▸ **Activity**
Show each line of the data below in which "flower" occurs.

▸ **Extracted information**

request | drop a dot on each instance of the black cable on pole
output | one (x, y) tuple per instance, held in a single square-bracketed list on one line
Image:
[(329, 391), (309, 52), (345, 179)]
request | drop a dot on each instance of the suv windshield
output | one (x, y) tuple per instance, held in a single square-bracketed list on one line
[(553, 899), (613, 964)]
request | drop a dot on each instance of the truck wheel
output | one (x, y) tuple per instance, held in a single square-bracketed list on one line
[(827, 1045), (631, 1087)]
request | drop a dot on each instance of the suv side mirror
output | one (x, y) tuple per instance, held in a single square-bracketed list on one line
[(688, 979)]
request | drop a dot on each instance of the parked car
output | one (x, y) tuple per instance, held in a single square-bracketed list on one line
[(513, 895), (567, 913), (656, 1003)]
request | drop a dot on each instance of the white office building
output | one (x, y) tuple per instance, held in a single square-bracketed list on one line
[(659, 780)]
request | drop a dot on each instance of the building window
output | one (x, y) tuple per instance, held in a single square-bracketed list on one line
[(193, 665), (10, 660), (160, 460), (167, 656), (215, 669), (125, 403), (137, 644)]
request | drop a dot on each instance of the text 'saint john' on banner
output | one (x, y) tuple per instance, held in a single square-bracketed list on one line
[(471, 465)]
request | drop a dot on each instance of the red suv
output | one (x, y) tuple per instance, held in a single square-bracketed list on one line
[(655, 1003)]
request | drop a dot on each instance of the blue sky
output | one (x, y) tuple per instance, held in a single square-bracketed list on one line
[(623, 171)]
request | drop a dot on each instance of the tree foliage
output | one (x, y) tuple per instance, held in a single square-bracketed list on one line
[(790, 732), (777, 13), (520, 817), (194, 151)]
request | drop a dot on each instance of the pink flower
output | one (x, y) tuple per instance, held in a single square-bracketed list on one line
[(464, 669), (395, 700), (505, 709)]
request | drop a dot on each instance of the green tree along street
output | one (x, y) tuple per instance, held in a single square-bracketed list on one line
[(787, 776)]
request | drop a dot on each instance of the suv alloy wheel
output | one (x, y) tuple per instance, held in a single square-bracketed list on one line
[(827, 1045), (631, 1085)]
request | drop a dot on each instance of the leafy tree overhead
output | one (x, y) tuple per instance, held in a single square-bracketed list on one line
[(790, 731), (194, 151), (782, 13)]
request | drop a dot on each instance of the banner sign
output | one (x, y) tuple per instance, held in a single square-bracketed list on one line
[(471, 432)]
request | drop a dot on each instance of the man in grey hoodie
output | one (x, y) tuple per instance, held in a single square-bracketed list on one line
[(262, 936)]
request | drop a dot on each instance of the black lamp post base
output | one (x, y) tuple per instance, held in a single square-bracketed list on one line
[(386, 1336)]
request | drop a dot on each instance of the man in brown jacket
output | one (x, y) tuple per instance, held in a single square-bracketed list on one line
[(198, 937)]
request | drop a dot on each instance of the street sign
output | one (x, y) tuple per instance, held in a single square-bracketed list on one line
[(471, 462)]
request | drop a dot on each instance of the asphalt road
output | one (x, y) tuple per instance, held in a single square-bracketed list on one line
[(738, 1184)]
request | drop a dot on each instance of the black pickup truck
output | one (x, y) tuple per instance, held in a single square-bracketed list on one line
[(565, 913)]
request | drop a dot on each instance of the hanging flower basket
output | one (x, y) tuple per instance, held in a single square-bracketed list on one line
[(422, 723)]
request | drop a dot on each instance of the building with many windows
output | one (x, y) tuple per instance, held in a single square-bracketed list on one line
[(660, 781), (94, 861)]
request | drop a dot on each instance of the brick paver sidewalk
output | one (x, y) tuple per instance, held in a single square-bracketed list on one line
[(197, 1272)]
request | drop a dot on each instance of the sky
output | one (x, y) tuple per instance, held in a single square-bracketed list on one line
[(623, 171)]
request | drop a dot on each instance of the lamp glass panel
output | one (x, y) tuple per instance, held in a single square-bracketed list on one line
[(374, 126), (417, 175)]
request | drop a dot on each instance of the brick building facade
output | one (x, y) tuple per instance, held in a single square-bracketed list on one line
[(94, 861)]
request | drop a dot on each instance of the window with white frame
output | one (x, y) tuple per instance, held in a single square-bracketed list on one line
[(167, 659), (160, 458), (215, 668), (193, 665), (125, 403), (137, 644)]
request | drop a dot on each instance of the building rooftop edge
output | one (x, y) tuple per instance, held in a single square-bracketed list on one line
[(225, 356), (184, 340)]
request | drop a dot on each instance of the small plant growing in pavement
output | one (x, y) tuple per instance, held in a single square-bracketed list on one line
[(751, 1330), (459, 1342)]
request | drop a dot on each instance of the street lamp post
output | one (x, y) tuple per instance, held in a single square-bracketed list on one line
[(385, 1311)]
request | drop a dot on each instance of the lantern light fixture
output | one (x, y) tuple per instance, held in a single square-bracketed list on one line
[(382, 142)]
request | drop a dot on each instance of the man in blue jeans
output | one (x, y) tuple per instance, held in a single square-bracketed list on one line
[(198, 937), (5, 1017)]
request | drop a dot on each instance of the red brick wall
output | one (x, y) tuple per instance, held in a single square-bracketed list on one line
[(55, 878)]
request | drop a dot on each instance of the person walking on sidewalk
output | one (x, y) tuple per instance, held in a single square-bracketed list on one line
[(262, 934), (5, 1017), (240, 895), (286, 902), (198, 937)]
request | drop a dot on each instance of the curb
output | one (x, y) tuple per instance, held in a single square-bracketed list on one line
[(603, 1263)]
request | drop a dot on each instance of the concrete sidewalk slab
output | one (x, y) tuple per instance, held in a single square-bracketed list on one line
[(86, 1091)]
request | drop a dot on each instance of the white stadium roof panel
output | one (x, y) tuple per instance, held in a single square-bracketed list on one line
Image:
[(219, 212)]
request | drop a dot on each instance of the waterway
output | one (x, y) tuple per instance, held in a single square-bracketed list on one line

▸ **Task solution**
request | drop a dot on each instance of the pink flower
request | drop a dot on each instance of the hanging flower basket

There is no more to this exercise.